BEGIN Recorded information

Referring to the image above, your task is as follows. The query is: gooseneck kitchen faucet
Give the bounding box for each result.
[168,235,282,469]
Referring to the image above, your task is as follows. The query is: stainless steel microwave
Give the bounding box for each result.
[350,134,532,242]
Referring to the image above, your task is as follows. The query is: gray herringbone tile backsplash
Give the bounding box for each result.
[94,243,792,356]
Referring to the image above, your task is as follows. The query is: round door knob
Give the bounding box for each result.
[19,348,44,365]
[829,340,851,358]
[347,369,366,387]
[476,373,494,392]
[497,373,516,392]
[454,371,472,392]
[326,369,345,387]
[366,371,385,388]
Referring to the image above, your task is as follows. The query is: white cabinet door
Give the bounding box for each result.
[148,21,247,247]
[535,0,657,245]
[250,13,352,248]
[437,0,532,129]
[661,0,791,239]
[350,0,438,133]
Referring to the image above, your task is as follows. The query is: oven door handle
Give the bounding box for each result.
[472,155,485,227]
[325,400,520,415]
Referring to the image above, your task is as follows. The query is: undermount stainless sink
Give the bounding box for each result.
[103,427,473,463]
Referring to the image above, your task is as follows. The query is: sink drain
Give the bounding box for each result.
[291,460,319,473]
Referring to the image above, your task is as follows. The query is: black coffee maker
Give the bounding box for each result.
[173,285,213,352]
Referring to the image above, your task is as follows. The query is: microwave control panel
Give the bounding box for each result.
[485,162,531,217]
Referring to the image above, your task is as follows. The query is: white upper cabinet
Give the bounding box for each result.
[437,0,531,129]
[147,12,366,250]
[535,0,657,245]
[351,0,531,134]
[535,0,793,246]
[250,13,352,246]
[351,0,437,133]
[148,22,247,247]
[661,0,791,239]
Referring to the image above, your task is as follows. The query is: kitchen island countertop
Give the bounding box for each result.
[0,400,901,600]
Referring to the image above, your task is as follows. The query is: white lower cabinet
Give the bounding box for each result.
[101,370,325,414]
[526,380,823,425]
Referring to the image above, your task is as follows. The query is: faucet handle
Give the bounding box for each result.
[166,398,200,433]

END Recorded information

Exercise description. Could you edit the listing from the line containing "is: sink drain" down to the line containing "[291,460,319,473]", replacing "query" with "search phrase" and changing nothing else? Give back only those lines.

Reply.
Referring to the image above, your task is as follows. The search phrase is: sink drain
Give the bounding box for each result.
[291,460,319,473]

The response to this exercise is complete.